• [What you have to do] Extract the full article on death-row exonerations below, reproducing every line word for word.

• [Document text]
PHOTOGRAPH BY MARTIN SCHOELLER

Will so many 'mistakes' make U.S. reconsider the death penalty?

Last updated July 14, 2021
12 min read

This article is an adaptation of our weekly History newsletter that was originally sent out on March 29, 2021. Want this in your inbox? Sign up here.

By Debra Adams Simmons, HISTORY Executive Editor

Imagine spending decades on death row, missing your parents’ funerals, being unable to watch your children grow up or living with the fear of being executed, for a crime you didn’t commit.

The day Kwame Ajamu arrived at the maximum-security Southern Ohio Correctional Facility, he was escorted to a cellblock filled with condemned men. At the end of death row was a room that held Ohio’s electric chair. Before the guards put him in his cell, they made a point of walking him past that room. “One of the guards really wanted me to see that chair,” Ajamu recalled. “I’ll never forget his words: ‘That’s gonna be your hot date.’ ”

Condemned to die as a 17-year-old after he was wrongly convicted of murdering a Cleveland salesman based on the false testimony of a 13-year-old boy, Ajamu wasn't exonerated for 39 years. National Geographic recently chronicled the experiences of 16 people sentenced to death who later were exonerated, including Shujaa Graham, pictured above, at right, with his son.

“The daily paths they travel as former death-row inmates are every bit as daunting, terrifying, and confusing as the burden of innocence that once taunted them,” Phillip Morris writes for Nat Geo. “The post-traumatic stress faced by a wrongly convicted person who has awaited execution by the government doesn’t dissipate simply because the state frees the inmate, apologizes, or even provides financial compensation—which often is not the case.”

• [Data for analysis]
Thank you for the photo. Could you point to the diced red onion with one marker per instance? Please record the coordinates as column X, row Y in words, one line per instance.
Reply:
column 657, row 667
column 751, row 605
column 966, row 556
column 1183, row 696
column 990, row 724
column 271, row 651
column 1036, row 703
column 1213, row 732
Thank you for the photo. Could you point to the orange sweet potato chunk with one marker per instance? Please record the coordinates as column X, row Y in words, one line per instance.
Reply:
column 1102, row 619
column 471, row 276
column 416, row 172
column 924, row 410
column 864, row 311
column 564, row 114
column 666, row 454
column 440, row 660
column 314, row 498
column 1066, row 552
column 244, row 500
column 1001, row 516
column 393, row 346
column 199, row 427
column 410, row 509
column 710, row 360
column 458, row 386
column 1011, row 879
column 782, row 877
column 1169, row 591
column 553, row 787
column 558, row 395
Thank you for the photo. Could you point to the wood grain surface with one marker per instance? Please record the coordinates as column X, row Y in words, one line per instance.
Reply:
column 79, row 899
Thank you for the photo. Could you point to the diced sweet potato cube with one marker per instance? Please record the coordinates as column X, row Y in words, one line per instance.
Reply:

...

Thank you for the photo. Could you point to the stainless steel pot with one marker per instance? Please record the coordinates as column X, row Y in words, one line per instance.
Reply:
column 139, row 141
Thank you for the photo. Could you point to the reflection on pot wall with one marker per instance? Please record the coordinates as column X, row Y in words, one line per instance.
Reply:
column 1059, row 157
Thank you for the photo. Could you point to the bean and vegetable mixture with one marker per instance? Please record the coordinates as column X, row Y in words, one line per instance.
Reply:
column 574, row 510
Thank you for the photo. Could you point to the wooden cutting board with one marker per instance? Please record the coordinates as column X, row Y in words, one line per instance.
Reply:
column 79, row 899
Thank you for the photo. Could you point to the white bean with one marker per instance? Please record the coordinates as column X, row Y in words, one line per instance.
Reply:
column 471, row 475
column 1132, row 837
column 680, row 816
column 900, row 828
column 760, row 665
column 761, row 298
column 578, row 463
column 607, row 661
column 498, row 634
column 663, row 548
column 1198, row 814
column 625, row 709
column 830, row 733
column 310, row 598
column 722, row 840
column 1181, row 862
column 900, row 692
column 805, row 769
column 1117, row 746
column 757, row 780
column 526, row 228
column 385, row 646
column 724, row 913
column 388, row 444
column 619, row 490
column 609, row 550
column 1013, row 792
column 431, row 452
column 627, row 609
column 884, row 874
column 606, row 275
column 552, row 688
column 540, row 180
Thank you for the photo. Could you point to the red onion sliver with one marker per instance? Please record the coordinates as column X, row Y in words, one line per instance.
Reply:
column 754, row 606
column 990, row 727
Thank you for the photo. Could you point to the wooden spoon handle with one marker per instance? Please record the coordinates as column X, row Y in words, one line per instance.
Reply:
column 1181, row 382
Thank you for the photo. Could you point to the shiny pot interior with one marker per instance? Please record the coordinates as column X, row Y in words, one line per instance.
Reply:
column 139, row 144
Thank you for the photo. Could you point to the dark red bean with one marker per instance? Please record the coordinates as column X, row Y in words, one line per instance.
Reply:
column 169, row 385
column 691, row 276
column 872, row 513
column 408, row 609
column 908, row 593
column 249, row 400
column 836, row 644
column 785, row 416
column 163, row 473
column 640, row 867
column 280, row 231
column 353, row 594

* * *

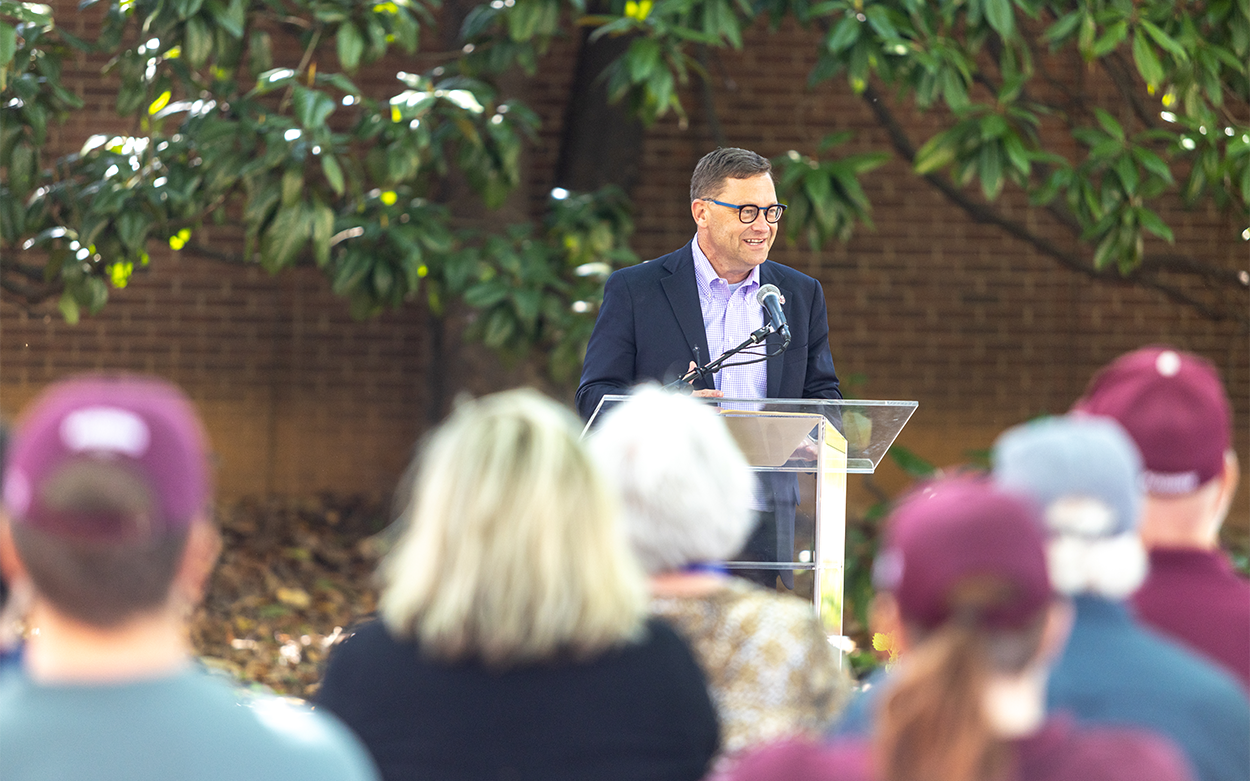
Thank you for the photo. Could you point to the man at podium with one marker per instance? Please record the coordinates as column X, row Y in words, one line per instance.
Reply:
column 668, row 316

• [Worked solution]
PHOTOGRAPH BY MARTIN SCHOELLER

Will so many 'mistakes' make U.S. reconsider the death penalty?

Last updated July 14, 2021
12 min read

This article is an adaptation of our weekly History newsletter that was originally sent out on March 29, 2021. Want this in your inbox? Sign up here.

By Debra Adams Simmons, HISTORY Executive Editor

Imagine spending decades on death row, missing your parents’ funerals, being unable to watch your children grow up or living with the fear of being executed, for a crime you didn’t commit.

The day Kwame Ajamu arrived at the maximum-security Southern Ohio Correctional Facility, he was escorted to a cellblock filled with condemned men. At the end of death row was a room that held Ohio’s electric chair. Before the guards put him in his cell, they made a point of walking him past that room. “One of the guards really wanted me to see that chair,” Ajamu recalled. “I’ll never forget his words: ‘That’s gonna be your hot date.’ ”

Condemned to die as a 17-year-old after he was wrongly convicted of murdering a Cleveland salesman based on the false testimony of a 13-year-old boy, Ajamu wasn't exonerated for 39 years. National Geographic recently chronicled the experiences of 16 people sentenced to death who later were exonerated, including Shujaa Graham, pictured above, at right, with his son.

“The daily paths they travel as former death-row inmates are every bit as daunting, terrifying, and confusing as the burden of innocence that once taunted them,” Phillip Morris writes for Nat Geo. “The post-traumatic stress faced by a wrongly convicted person who has awaited execution by the government doesn’t dissipate simply because the state frees the inmate, apologizes, or even provides financial compensation—which often is not the case.”